**Quoted passage**
Automation Is Not Innovation
Automation is powerful. But automation is not innovation. Confusing the two is how companies stagnate while believing they are moving forward.
I have an IQ in the range of 130 to 135, tested while having ADHD and without medication. I am not stating this to flex. It is not exceptionally high, and my point is not that I am smarter than CEOs. If anything, I assume most CEOs are smarter than me. What confuses me is not their intelligence, but the narrative they are promoting.
Business is largely about marketing, positioning, and selling stories. Technology works differently.
Historically, technological innovation has grown at a superlinear rate. The web is not new, yet it never stagnated after its creation. On the frontend, we moved from early frameworks to Angular, then React, and now systems like Next.js. The same pattern exists on the backend, in infrastructure, and in developer tooling. Progress did not slow. It compounded.
In artificial intelligence, the current state of the art models are Transformers. At their core, they predict the next token based on previous tokens. The pipeline is simple in principle: data is collected, a model is trained, and the system predicts patterns extremely well.
This is impressive. It is also automation.
Current architectures are nowhere near artificial general intelligence. There is no shared definition of AGI, and scaling model size is not a breakthrough. It is an expensive and increasingly inefficient strategy that avoids the harder problem of discovering genuinely new ideas. Bigger models are not a substitute for new paradigms.
If you are a software engineer whose job consists primarily of rewriting the same CRUD logic repeatedly, then yes, that work is highly automatable. But I have worked with many exceptional developers who build real systems, design robust architectures, and solve problems that are not reducible to pattern matching or Leetcode exercises.

Data entries:
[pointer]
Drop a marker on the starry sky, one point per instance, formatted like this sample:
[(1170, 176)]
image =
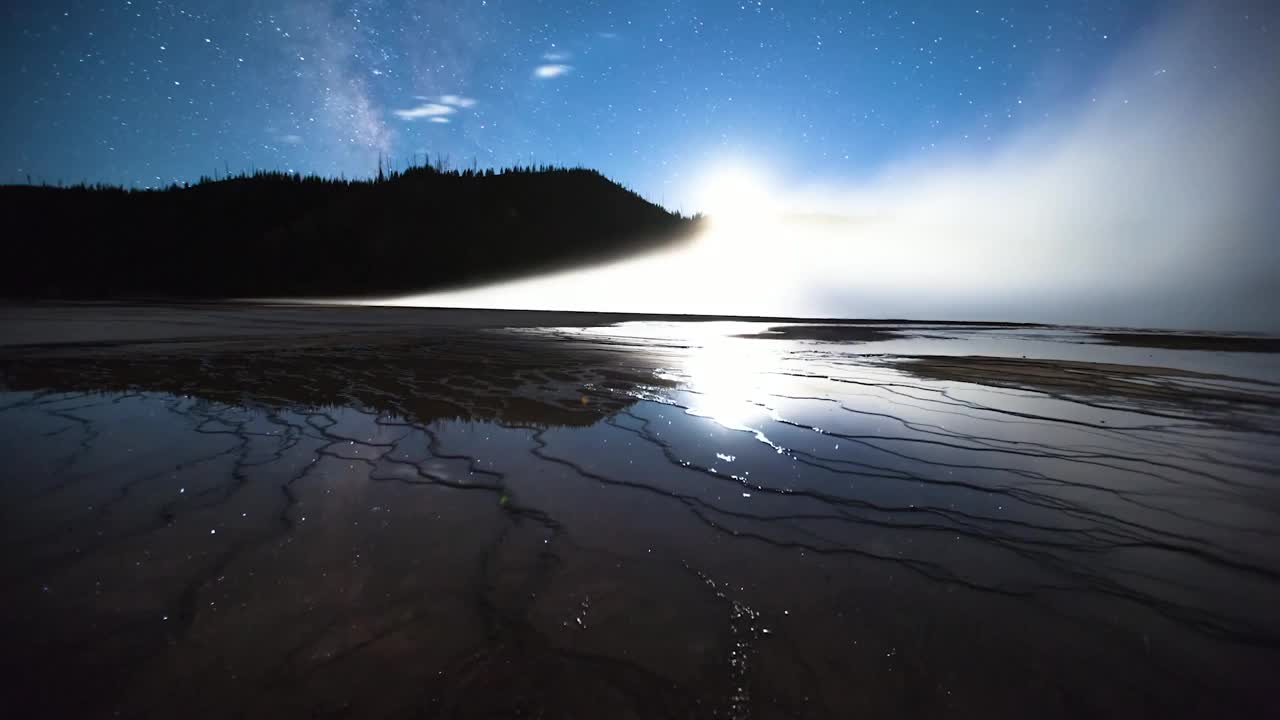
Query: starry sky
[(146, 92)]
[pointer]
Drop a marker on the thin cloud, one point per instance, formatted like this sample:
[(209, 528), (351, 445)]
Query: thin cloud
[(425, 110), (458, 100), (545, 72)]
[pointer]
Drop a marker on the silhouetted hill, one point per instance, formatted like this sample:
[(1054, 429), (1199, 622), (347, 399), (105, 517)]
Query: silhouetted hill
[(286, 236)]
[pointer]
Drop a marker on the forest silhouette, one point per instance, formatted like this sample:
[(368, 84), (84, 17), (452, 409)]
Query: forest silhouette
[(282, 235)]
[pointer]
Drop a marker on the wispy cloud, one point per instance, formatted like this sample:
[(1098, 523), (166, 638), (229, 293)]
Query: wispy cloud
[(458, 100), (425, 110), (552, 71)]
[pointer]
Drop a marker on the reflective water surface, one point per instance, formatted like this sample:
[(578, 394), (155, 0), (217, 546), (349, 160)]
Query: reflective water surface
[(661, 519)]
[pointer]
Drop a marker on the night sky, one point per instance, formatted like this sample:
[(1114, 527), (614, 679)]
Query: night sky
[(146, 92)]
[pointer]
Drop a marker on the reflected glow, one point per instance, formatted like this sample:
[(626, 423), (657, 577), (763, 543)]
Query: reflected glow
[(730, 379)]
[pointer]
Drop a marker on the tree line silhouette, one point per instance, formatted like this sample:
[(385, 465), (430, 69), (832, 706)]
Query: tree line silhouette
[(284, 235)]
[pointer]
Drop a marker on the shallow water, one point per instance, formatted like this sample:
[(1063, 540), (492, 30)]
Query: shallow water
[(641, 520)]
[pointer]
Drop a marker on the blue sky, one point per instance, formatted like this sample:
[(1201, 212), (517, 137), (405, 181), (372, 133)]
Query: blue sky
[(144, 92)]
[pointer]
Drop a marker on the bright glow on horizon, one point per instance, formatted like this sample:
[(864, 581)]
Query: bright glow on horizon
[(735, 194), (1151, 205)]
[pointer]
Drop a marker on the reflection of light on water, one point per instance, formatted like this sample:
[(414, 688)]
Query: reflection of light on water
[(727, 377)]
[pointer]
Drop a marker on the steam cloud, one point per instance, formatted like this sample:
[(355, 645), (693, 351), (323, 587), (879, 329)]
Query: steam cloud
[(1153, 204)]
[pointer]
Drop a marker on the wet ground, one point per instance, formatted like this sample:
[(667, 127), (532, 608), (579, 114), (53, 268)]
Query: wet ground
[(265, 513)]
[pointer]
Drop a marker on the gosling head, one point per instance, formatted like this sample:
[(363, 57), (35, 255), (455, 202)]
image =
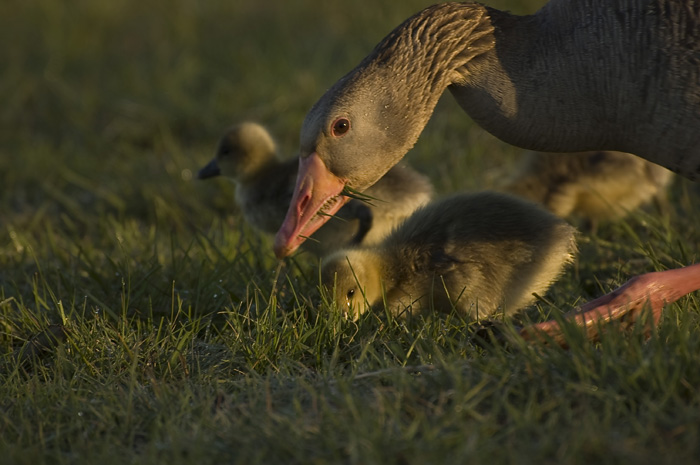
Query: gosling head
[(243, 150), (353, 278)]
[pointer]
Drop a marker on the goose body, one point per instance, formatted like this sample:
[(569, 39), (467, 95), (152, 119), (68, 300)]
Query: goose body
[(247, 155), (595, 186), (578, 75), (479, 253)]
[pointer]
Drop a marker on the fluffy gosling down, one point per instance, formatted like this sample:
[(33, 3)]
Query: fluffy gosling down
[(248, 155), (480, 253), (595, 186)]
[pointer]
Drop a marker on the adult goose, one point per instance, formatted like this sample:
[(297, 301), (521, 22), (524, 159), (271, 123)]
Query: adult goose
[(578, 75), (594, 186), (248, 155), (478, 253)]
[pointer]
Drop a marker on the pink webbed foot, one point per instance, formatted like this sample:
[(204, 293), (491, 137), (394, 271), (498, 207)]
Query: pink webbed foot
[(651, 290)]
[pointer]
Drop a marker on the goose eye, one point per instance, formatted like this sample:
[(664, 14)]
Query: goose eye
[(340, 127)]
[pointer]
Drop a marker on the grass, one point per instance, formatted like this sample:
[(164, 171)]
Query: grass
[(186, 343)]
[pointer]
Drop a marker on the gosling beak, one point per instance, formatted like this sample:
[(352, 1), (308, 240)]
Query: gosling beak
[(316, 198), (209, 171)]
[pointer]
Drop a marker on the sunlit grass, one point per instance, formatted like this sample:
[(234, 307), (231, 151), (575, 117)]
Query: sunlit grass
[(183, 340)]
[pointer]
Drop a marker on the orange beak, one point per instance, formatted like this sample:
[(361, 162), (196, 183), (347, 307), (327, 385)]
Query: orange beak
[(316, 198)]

**Tasks to carry out**
(1) Copy out the passage of the essay on automation versus innovation starting with "Current architectures are" and going on through "or Leetcode exercises.".
(2) Write the next part of the essay on automation versus innovation, picking up right after its final sentence.

**List of answers**
(1)
Current architectures are nowhere near artificial general intelligence. There is no shared definition of AGI, and scaling model size is not a breakthrough. It is an expensive and increasingly inefficient strategy that avoids the harder problem of discovering genuinely new ideas. Bigger models are not a substitute for new paradigms.
If you are a software engineer whose job consists primarily of rewriting the same CRUD logic repeatedly, then yes, that work is highly automatable. But I have worked with many exceptional developers who build real systems, design robust architectures, and solve problems that are not reducible to pattern matching or Leetcode exercises.

(2)
Big tech companies have massive funding and have delivered extraordinary innovation over the years. That is why the current narrative is so puzzling. The claim that developers are no longer needed, or that AI can replace them wholesale, does not align with how technology has ever progressed.
AI combined with skilled software engineers should expand the space of what is possible. It should accelerate experimentation, reduce friction, and open new doors for innovation. Instead, companies are focused on shrinking. Growth has been replaced by cost cutting.
Ironically, software engineers should be the last group to be replaced. They are the ones who build, maintain, and integrate automation in the first place. Removing them early is not efficiency. It is a strategic error.
Everyone is excited about tools like Claude Code. If these systems are truly that capable, then why acquire Bun for one billion dollars instead of simply hiring senior engineers to build it internally?
Automation can amplify innovation, but it cannot replace it. Confusing the two is how companies stall while believing they are moving forward.